Excerpt |
Finally, the responses refer to the fact that the 2023 CPT report had said that the CPT intended to set in motion the procedure set out in Article 10(2) of the Torture Convention at its plenary session. Article 10(1) provides for the CPT to draw up a report on the facts found during a visit. Article 10(2) provides that if a state “fails to co-operate or refuses to improve the situation in the light of the [ CPT’s] recommendations”, the CPT may decide to make a public statement on the matter. The responses emphasise that, certainly as at October 2023, the CPT had not made a public statement (and we were told during the hearing in November 2023 that no such statement had been made). The responses emphasise that Lithuania is seeking to maintain a close co-operation with the CPT and it is engaging in discussion with the CPT. As that correspondence is confidential, the responses say that the Lithuanian authorities cannot release the correspondence, but sets out in its views and provides further information and updates on improvements made.

The Evidence of Mr Barrowcliffe

28.

Data excerpts |
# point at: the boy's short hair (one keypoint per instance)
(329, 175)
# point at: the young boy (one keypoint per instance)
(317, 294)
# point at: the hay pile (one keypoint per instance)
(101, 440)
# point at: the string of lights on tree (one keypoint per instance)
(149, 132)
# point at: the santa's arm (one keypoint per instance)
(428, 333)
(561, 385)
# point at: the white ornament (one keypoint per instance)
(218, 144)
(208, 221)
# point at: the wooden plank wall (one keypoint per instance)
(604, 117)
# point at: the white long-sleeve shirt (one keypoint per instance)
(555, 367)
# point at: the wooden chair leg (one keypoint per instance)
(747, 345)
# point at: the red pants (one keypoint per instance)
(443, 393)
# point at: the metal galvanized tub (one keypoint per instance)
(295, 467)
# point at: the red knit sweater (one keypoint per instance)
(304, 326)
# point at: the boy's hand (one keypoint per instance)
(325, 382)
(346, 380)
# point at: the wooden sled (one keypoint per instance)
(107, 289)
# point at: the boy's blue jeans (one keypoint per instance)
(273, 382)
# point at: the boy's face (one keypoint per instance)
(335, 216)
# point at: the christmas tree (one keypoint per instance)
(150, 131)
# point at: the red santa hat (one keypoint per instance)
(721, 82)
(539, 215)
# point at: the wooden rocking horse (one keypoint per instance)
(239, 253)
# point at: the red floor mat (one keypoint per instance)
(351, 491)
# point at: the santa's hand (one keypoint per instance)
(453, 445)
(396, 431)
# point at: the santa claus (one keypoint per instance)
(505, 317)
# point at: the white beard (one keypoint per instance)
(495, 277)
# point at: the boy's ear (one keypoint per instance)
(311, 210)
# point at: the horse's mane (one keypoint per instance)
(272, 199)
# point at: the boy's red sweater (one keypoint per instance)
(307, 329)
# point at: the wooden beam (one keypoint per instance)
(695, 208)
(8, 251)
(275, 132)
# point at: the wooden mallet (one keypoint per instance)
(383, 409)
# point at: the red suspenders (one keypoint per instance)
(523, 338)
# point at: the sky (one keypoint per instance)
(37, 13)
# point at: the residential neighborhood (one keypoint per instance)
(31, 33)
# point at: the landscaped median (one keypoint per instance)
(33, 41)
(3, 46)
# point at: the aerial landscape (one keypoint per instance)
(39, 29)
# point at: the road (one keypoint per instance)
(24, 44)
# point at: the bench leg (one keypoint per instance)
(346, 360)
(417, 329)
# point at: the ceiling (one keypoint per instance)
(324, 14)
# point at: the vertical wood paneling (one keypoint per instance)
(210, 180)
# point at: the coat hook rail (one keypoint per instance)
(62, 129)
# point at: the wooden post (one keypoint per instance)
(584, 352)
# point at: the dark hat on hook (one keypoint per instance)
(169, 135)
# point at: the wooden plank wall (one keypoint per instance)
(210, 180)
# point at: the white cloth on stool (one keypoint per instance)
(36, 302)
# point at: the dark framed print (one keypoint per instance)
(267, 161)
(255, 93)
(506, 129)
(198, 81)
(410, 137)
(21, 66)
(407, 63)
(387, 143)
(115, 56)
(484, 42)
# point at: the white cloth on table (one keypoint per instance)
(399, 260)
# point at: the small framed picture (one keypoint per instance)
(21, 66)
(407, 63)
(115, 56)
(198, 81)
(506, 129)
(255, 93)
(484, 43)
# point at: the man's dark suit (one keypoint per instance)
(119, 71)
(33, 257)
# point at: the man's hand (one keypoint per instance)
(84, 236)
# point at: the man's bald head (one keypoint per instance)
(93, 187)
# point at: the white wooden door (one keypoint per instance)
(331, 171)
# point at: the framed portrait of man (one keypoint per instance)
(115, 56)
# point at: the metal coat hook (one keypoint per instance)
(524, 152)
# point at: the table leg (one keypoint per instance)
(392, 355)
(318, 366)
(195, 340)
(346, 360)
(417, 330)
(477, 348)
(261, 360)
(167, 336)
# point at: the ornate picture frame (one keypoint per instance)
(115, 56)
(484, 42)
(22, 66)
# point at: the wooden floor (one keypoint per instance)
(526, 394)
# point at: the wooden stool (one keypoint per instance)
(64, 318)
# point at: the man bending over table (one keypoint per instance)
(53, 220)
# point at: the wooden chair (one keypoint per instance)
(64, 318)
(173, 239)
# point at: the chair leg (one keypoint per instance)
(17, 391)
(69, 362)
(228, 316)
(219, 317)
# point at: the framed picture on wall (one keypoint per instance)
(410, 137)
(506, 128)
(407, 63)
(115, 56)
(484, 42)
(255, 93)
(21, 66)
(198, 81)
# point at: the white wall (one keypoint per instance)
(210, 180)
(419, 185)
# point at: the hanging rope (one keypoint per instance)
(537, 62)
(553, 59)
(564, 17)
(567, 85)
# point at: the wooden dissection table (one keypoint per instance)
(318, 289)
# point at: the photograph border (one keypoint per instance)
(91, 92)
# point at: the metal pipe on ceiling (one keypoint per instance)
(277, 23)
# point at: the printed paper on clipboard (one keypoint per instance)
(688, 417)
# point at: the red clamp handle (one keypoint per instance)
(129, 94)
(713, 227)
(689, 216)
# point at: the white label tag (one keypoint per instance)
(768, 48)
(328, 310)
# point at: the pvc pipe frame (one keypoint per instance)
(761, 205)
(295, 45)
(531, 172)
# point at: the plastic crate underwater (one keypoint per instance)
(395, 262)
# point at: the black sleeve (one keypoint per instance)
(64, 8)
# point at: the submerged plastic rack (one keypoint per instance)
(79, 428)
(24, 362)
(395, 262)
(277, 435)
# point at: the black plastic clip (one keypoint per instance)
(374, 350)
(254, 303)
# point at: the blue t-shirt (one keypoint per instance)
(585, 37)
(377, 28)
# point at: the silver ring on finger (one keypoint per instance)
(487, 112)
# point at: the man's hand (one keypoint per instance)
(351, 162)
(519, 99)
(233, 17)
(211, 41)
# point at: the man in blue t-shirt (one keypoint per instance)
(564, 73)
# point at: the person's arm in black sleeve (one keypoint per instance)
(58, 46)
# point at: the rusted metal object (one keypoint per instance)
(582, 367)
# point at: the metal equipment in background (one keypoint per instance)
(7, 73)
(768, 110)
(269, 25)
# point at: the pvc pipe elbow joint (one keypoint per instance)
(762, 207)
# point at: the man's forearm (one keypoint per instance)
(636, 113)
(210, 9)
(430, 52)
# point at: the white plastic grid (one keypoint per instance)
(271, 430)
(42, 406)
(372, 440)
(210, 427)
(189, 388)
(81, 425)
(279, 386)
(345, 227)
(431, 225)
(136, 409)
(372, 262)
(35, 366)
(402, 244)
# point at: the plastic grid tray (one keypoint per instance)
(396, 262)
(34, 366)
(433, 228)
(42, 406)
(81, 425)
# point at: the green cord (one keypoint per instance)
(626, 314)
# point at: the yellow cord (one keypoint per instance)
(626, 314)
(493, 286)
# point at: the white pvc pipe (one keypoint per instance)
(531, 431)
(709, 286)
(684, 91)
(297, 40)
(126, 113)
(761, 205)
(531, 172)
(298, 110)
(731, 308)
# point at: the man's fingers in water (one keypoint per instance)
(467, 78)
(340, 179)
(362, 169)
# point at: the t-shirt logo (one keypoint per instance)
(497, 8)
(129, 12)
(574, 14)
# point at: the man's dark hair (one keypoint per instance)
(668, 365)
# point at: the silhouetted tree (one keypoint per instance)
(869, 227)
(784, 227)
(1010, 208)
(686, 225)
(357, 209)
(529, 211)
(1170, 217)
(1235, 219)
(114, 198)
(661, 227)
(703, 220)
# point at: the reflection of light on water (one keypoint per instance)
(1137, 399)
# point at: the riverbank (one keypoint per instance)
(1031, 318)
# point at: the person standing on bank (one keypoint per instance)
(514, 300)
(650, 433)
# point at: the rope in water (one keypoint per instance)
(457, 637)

What to produce |
Answer these questions from the excerpt on the CPT report:
1. What does Article 10(1) of the Torture Convention provide for?
2. At which hearing was it stated that the CPT had made no public statement?
3. Why do the responses say the Lithuanian authorities cannot release their correspondence with the CPT?

Final result |
1. It provides for the CPT to draw up a report on the facts found during a visit.
2. The hearing in November 2023.
3. Because that correspondence is confidential.